SET EXERCISE:
You are to retype all of the data exactly as it appears.

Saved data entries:
/---

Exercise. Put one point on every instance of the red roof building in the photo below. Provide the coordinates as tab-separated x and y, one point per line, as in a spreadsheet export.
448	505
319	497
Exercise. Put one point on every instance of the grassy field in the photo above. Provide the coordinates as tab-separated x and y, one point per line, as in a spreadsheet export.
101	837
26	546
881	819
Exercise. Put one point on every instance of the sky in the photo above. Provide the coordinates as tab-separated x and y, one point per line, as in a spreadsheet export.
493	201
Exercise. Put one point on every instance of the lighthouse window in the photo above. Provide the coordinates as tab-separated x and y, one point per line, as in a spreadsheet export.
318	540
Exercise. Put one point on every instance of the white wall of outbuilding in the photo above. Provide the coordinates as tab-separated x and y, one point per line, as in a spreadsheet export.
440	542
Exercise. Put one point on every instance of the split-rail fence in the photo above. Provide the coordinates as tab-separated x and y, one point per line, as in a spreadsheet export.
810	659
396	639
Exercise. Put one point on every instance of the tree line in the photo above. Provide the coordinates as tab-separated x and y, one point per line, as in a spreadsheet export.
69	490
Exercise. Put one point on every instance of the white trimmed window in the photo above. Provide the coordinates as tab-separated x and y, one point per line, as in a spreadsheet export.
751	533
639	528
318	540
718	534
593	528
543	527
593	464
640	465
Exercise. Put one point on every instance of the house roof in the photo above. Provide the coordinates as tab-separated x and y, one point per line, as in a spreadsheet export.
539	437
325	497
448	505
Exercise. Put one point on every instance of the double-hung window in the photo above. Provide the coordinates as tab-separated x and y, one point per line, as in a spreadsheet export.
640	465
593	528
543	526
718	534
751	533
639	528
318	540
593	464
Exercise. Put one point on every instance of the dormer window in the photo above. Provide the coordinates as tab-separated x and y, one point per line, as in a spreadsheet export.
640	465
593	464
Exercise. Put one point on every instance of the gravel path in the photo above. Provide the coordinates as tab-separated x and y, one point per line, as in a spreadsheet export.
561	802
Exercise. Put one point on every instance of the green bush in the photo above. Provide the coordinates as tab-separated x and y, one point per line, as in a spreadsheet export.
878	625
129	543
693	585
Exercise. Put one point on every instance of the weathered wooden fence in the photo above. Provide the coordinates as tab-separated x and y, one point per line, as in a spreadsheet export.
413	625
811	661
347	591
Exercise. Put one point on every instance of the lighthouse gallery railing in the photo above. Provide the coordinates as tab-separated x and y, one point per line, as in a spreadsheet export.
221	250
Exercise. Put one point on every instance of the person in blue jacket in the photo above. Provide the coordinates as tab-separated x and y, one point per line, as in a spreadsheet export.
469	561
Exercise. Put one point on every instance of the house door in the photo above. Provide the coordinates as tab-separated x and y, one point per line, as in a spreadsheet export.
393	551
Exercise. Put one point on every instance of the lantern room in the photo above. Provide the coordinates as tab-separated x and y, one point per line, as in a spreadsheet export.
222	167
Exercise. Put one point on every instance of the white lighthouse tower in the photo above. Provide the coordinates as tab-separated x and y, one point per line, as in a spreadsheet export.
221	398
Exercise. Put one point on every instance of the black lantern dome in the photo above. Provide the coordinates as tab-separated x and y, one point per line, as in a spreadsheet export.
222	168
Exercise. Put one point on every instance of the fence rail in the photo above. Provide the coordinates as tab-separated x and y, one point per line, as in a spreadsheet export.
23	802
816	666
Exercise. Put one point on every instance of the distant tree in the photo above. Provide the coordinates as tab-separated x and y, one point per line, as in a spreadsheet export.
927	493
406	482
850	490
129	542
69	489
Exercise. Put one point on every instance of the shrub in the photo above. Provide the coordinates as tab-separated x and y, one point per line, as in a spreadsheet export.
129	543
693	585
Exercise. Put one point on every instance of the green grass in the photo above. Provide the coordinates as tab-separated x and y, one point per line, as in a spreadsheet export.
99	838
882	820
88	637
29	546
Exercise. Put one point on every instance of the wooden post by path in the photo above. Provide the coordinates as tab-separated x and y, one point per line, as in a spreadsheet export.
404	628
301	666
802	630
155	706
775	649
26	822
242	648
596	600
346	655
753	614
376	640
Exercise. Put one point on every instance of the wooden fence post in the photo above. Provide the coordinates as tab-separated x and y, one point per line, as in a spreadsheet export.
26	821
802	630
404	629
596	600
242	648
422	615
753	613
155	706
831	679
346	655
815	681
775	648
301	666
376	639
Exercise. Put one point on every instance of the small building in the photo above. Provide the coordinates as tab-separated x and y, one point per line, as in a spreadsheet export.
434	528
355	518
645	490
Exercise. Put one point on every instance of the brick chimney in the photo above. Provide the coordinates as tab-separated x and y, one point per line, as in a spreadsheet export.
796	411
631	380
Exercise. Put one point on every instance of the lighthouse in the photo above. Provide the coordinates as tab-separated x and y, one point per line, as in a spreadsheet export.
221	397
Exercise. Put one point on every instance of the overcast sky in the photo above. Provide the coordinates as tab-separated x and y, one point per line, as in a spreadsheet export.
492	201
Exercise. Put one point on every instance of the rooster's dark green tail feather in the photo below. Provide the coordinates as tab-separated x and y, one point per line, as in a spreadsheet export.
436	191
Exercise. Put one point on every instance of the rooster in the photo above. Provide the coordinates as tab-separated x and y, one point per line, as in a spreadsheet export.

\---

FINISHED ANSWER:
Exercise. Put one point on every instance of the red roof building in the photo below. Provide the coordinates as tab-separated x and y, one point per line, as in a spreadsheet export.
448	505
319	497
Exercise. Put one point on every instance of the grassy field in the photo above. Provide the coordinates as tab-separated x and y, one point per line, as in a spreadsheet export.
101	837
26	546
881	819
Exercise. Put one point on every instance of the sky in the photo above. Provide the coordinates as tab-separated x and y, one point per line, as in a spreadsheet export.
493	201
Exercise. Put one point on every instance of the lighthouse window in the photo above. Provide the coordinates as tab-separated x and y, one point per line, as in a spreadsheet export.
318	540
Exercise. Put one point on every instance of the white wall of outbuilding in the photo above. Provide the coordinates as tab-separated x and y, one point per line, as in a spreadsheet export.
440	542
Exercise. Put one point on every instance of the split-rail fence in the photo above. Provide the coordinates as tab-separated x and y, one point per line, as in a spreadsheet export.
810	659
396	639
Exercise. Put one point on every instance of the tree line in the photo above. Provide the coordinates as tab-separated x and y, one point per line, as in a spreadsheet export.
69	490
Exercise. Put one point on every instance of the white trimmed window in the photo above. Provide the coordinates as tab-separated x and y, one point per line, as in a spreadsheet export.
751	533
639	528
318	540
718	534
593	528
543	527
593	464
640	465
Exercise. Put one point on every instance of the house roof in the photo above. Provide the coordinates as tab-separated x and y, one point per line, as in a spreadsheet export.
539	437
325	497
448	505
Exercise. Put one point on every instance of the double-hung window in the photo above. Provide the coordinates as tab-separated x and y, one point per line, as in a spreadsheet export.
640	465
593	528
543	526
718	534
751	533
639	528
318	540
593	464
Exercise. Put one point on every instance of the dormer window in the photo above. Provide the coordinates as tab-separated x and y, one point per line, as in a spreadsheet export.
640	465
593	464
Exercise. Put one point on every instance of the gravel path in the photo above. Provide the coordinates as tab-separated x and y, one point per line, as in a spreadsheet export.
561	802
Exercise. Put one point on every instance of the green bush in the photo above. Provide the coordinates as tab-separated x and y, one point per line, as in a spreadsheet export.
878	625
129	543
693	585
Exercise. Put one point on every instance of the weathered wooden fence in the photo above. Provide the coordinates as tab-separated x and y, one point per line, as in a spreadsheet export.
413	625
811	661
347	591
Exercise. Put one point on every instance of the lighthouse gallery railing in the photo above. Provide the coordinates as tab-separated x and y, one point per line, as in a spreadsheet export.
221	250
Exercise. Put one point on every instance of the person in blue jacket in the photo above. Provide the coordinates as tab-separated x and y, one point per line, as in a spreadsheet export.
469	561
Exercise. Put one point on every instance of the house door in the photo above. Provide the coordinates as tab-separated x and y, one point per line, as in a spreadsheet export.
393	551
Exercise. Put one point on every instance of the lantern room in the photo above. Provide the coordinates as tab-separated x and y, one point per line, as in a spreadsheet export.
222	167
Exercise. Put one point on every instance of the white lighthouse tower in the photo above. Provide the coordinates as tab-separated x and y, one point per line, as in a spreadsheet export.
221	398
Exercise. Put one point on every instance of the black lantern dome in the photo above. Provide the coordinates as tab-separated x and y, one point per line, as in a spreadsheet export.
222	168
Exercise. Put one point on every instance of the fence rail in the photo above. Provide the coordinates as tab-separated x and y, one point per line, as in a spreadsheet export.
23	802
816	666
Exercise. Put one point on every instance of the distant tree in the photo above. Provide the coordinates as tab-separated x and y, one point per line, as in a spreadsheet export.
927	493
406	482
850	490
129	542
69	489
Exercise. Put one point on every instance of the shrub in the photo above. Provide the coordinates as tab-separated x and y, one point per line, as in a spreadsheet export.
129	543
693	585
Exercise. Put one point on every instance of the green grass in the photo above. Provide the coordinates as tab-separated x and y, one point per line, as in a spreadsheet export.
99	838
882	820
88	637
29	546
Exercise. Put one point on every instance of the wooden post by path in the photo above. Provide the coordinates as tab-separated x and y, one point per line, as in a spreadsheet export.
404	628
301	666
802	630
155	706
775	649
26	822
242	648
596	600
346	655
753	614
376	640
Exercise. Put one point on every instance of the wooden fence post in the photo above. Provide the coordinates as tab-separated x and y, one point per line, as in a spreadsheet export.
26	821
802	630
404	629
596	600
242	648
422	615
753	613
155	706
831	679
346	655
815	681
775	648
301	666
376	639
Exercise. Put one point on every instance of the small building in the photo above. Provide the coordinates as tab-separated x and y, one point per line, as in a spreadsheet export.
434	528
355	518
645	490
Exercise. Put one point on every instance of the brick chimney in the photo above. Provide the coordinates as tab-separated x and y, one point per line, as in a spreadsheet export.
796	411
631	380
Exercise. Put one point on every instance of the lighthouse in the photo above. Provide the coordinates as tab-separated x and y, one point per line, as in a spreadsheet export.
221	397
Exercise. Put one point on every instance of the overcast sky in the photo above. Provide the coordinates as tab-separated x and y, one point per line, as in a spreadsheet export.
492	201
Exercise. Put one point on every instance of the rooster's dark green tail feather in the photo below. Provide the coordinates as tab-separated x and y, one point per line, as in a spreadsheet export.
436	191
Exercise. Put one point on every instance of the rooster in the photo above. Provide the coordinates as tab-separated x and y, one point per line, as in a spreadsheet export.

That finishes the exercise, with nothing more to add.